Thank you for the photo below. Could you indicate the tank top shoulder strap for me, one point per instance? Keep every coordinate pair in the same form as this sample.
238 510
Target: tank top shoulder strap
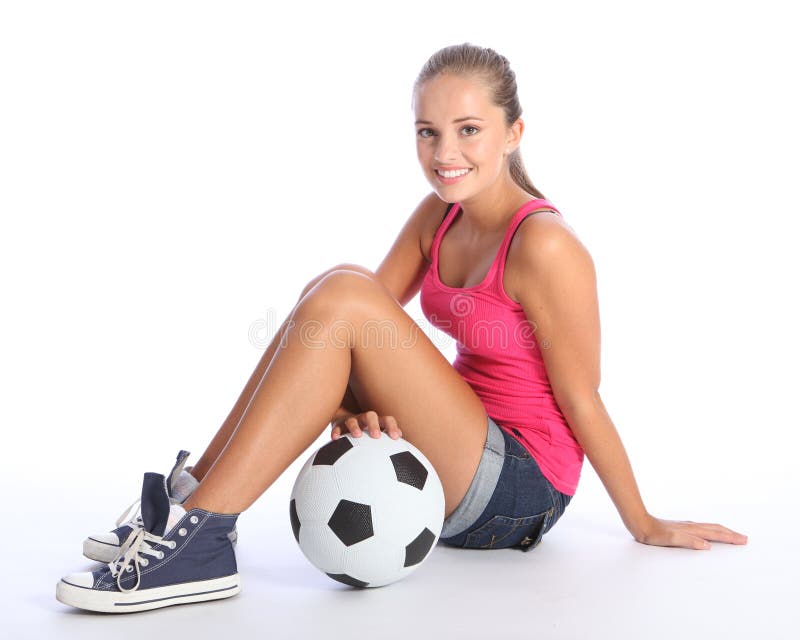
537 205
452 209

SET PROBLEM: Please write out every line of the items above again, requests included, and shift each coordinate in the answers up by 57. Leave the pictures out.

RESULT OF THIS TASK:
Thank you for the photo below. Could you indicate the tank top shoulder strap for me, one point per instance? Keep every coordinate pair in the same form as this sample.
238 510
Target: tank top shoulder strap
594 262
509 266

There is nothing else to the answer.